## TASK INPUTS
>> BEGIN
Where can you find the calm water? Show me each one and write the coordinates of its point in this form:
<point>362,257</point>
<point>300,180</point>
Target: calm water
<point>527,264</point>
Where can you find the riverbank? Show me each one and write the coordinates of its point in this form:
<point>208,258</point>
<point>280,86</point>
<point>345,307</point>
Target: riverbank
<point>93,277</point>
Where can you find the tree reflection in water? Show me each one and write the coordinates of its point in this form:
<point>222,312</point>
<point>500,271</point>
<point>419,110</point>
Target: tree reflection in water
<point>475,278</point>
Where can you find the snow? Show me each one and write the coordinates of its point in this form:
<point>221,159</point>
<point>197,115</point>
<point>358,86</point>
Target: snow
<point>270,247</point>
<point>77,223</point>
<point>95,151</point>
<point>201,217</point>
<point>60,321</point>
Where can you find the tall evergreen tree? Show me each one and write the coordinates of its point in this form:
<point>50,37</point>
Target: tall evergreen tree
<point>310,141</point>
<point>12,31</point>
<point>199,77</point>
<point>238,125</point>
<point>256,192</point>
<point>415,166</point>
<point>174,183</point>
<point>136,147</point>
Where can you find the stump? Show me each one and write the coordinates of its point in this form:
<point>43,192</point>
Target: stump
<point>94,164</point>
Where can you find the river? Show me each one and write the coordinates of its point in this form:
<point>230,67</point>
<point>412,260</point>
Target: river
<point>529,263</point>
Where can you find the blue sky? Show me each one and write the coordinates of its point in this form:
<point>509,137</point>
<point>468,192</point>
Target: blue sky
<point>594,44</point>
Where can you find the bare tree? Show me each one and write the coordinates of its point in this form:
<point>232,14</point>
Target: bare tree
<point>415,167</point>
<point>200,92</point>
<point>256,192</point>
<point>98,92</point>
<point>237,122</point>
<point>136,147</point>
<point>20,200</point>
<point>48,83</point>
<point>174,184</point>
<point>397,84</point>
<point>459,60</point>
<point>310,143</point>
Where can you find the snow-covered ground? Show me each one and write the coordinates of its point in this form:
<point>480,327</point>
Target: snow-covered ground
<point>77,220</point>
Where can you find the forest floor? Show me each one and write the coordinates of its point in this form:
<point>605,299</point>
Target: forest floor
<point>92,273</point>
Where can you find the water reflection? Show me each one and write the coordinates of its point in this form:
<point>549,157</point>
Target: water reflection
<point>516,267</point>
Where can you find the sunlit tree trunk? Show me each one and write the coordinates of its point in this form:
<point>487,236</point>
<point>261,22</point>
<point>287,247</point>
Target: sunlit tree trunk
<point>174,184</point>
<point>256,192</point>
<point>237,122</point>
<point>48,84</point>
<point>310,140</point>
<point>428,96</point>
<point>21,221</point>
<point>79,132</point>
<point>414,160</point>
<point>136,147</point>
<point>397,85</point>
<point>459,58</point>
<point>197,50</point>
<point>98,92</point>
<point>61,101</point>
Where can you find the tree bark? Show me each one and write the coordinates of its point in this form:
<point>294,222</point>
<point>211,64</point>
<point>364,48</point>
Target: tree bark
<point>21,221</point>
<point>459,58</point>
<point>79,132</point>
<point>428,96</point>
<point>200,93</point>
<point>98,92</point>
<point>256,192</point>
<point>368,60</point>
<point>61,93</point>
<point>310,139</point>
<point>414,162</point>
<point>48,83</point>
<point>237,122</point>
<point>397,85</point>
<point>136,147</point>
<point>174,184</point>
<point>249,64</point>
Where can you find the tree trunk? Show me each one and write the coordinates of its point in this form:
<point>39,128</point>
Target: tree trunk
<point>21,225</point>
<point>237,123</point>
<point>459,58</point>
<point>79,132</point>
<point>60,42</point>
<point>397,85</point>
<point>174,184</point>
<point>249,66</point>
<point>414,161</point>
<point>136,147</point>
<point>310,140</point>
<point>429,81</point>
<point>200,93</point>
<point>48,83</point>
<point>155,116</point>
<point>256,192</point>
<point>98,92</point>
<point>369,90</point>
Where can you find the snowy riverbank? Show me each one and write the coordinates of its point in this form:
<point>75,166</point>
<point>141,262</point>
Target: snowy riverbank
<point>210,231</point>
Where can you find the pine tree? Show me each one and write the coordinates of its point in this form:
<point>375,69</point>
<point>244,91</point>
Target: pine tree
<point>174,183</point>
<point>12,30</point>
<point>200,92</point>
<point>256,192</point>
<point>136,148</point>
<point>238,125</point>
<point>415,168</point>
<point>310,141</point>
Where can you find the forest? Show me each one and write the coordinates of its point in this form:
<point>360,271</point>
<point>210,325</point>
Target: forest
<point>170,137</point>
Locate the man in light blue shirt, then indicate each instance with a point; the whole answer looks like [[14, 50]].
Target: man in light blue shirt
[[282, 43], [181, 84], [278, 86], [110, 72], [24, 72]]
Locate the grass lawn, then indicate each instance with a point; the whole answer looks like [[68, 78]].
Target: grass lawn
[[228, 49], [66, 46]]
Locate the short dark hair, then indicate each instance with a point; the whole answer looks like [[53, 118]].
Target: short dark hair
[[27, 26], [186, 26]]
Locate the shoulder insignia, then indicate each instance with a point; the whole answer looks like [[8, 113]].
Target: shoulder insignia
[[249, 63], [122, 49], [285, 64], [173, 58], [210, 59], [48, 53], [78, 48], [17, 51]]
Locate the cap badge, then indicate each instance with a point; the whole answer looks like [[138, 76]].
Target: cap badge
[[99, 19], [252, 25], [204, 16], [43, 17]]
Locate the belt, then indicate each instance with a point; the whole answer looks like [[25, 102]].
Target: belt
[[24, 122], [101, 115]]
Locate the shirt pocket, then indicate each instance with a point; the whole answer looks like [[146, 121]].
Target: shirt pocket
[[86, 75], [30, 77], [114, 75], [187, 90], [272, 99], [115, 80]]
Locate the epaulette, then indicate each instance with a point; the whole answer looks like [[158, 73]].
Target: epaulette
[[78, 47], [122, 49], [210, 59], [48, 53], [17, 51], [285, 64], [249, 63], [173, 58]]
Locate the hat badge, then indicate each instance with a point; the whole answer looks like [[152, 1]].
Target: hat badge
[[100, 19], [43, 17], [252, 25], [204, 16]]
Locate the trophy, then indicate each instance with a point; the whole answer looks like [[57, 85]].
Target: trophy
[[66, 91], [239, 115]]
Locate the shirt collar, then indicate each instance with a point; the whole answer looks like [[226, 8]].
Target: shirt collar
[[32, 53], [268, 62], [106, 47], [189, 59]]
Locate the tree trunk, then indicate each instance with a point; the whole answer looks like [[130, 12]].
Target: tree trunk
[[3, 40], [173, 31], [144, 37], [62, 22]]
>> END
Reproduce the records above in full, substituting "Object" for every occurrence of "Target" and leaving all other characters unchanged.

## TASK SOLUTION
Where can you find the calm water? Show me each one and write the coordinates of its point in this form:
<point>362,257</point>
<point>300,180</point>
Object: calm water
<point>527,264</point>
Where can you find the riverbank? Show me each one and write the coordinates of its point in this form:
<point>208,258</point>
<point>280,86</point>
<point>345,307</point>
Object: riverbank
<point>93,277</point>
Where can you find the tree reflection in water? Show me each one and write the coordinates of its point in this form:
<point>222,312</point>
<point>500,271</point>
<point>419,110</point>
Object: tree reflection in water
<point>475,278</point>
Where can you find the snow? Show me each one and write the coordinates of its point in this form:
<point>221,159</point>
<point>197,115</point>
<point>358,86</point>
Object: snow
<point>270,247</point>
<point>77,223</point>
<point>95,151</point>
<point>201,217</point>
<point>60,321</point>
Where can you find the tall evergreen tree? Show me each one and write the coordinates of its point in this form:
<point>50,37</point>
Object: tall evergreen tree
<point>310,141</point>
<point>12,31</point>
<point>199,77</point>
<point>238,125</point>
<point>256,192</point>
<point>415,166</point>
<point>174,183</point>
<point>136,147</point>
Where can you find the stump? Show me each one and write the coordinates of its point in this form:
<point>43,192</point>
Object: stump
<point>94,164</point>
Where can you find the river? Show me each one and write the coordinates of its point in this form:
<point>230,67</point>
<point>412,260</point>
Object: river
<point>529,263</point>
Where can you find the blue sky? Show me each one and write the coordinates of its point in this form:
<point>509,137</point>
<point>468,192</point>
Object: blue sky
<point>594,44</point>
Where can you find the bare tree? Show me each one and write the coordinates of its point in this form:
<point>232,14</point>
Object: bare tree
<point>415,167</point>
<point>200,92</point>
<point>256,192</point>
<point>98,92</point>
<point>237,122</point>
<point>136,147</point>
<point>20,200</point>
<point>48,83</point>
<point>174,184</point>
<point>397,84</point>
<point>459,60</point>
<point>310,143</point>
Where can you find the snow-covered ground? Show me each one and write the coordinates of its point in this form:
<point>480,327</point>
Object: snow-covered ground
<point>77,220</point>
Where can you find the forest floor? Show me each one and write the coordinates of its point in this form:
<point>605,299</point>
Object: forest floor
<point>92,273</point>
Where can you find the water reflection? Show me each one and write the coordinates of its point in this form:
<point>549,157</point>
Object: water reflection
<point>516,267</point>
Where can you find the sunlit tree trunk? Show me each one and write the coordinates of its point in this form:
<point>487,236</point>
<point>261,22</point>
<point>287,247</point>
Object: sunlit tree trunk
<point>174,184</point>
<point>256,192</point>
<point>237,122</point>
<point>48,84</point>
<point>310,140</point>
<point>428,96</point>
<point>21,221</point>
<point>79,132</point>
<point>414,160</point>
<point>136,147</point>
<point>397,85</point>
<point>459,58</point>
<point>197,50</point>
<point>98,92</point>
<point>61,101</point>
Where can you find the tree bark? Show me each one and write the coordinates of its point in this form:
<point>294,222</point>
<point>211,64</point>
<point>364,48</point>
Object: tree bark
<point>21,221</point>
<point>459,58</point>
<point>79,132</point>
<point>428,96</point>
<point>200,93</point>
<point>98,92</point>
<point>256,192</point>
<point>368,60</point>
<point>61,93</point>
<point>310,139</point>
<point>414,162</point>
<point>48,83</point>
<point>237,122</point>
<point>397,85</point>
<point>136,147</point>
<point>174,184</point>
<point>249,64</point>
Where can you find the tree trunk? Show me each one and write the coordinates of its point in this form:
<point>39,128</point>
Object: tree trunk
<point>21,225</point>
<point>237,123</point>
<point>459,58</point>
<point>79,132</point>
<point>60,42</point>
<point>397,85</point>
<point>174,184</point>
<point>249,66</point>
<point>414,161</point>
<point>136,147</point>
<point>310,140</point>
<point>429,81</point>
<point>200,93</point>
<point>48,83</point>
<point>155,116</point>
<point>256,192</point>
<point>98,92</point>
<point>369,90</point>
Where can you find the snowy riverbank? Show me each one and write the coordinates of its point in this form:
<point>75,166</point>
<point>141,262</point>
Object: snowy riverbank
<point>210,231</point>
Where can you find the pine tree? Show me each one and write the coordinates of its point in this form:
<point>375,69</point>
<point>244,91</point>
Object: pine tree
<point>174,183</point>
<point>12,30</point>
<point>200,92</point>
<point>256,192</point>
<point>136,148</point>
<point>238,125</point>
<point>415,168</point>
<point>310,141</point>
Where can you find the forest? Show me each one and write the coordinates of its point in this form:
<point>360,271</point>
<point>210,325</point>
Object: forest
<point>170,137</point>
Locate the man in light blue shirt, then indicate each instance with a point; the whole answer looks like [[14, 50]].
Object: man in light blue shirt
[[282, 43], [181, 84], [278, 86], [110, 72], [24, 72]]
Locate the grass lawn, then indicate each instance with a point; the whole answer looks like [[68, 78]].
Object: grass lawn
[[228, 49], [66, 46]]
Locate the short dark hair, then indicate each instance with a point; the whole answer looks like [[53, 118]].
Object: short dark hair
[[27, 26], [186, 26]]
Locate the shoulder insignia, then indicate each instance with a point; the whole answer looks like [[8, 113]].
Object: shoulder insignia
[[249, 63], [122, 49], [285, 64], [173, 58], [210, 59], [48, 53], [78, 48], [17, 51]]
Locate the cap badge, then indicate each instance with a point; the whole answer looks like [[138, 76]].
Object: cap badge
[[99, 19], [252, 25], [204, 16], [43, 17]]
Locate the belt, then indicate each instance with a point; the whole answer looks like [[25, 102]].
Object: belt
[[24, 122], [101, 115]]
Locate the shirt pocket, then indicate each instance with a point; the whole answer looks like [[146, 121]].
Object: shirt pocket
[[86, 75], [30, 77], [114, 75], [187, 90], [272, 99], [115, 80]]
Locate the epaulette, then indicate each instance with a point; the whole answer looks like [[158, 73]].
Object: epaulette
[[78, 47], [122, 49], [210, 59], [48, 53], [17, 51], [285, 64], [249, 63], [173, 58]]
Locate the hat badge, then indicate each instance with a point; the whole answer looks like [[152, 1]].
Object: hat badge
[[100, 19], [43, 17], [252, 25], [204, 16]]
Locate the trophy, then indicate each instance with a point; the whole answer looks like [[57, 85]].
Object: trophy
[[66, 91], [239, 115]]
Locate the shirt collar, then indicate each instance with a point; the whole answer looks like [[226, 8]].
Object: shirt collar
[[32, 53], [268, 62], [106, 47], [189, 59]]
Locate the tree trunk, then indicate each instance with a point; the whole answer looks like [[130, 12]].
Object: tree trunk
[[3, 40], [173, 31], [144, 37], [62, 22]]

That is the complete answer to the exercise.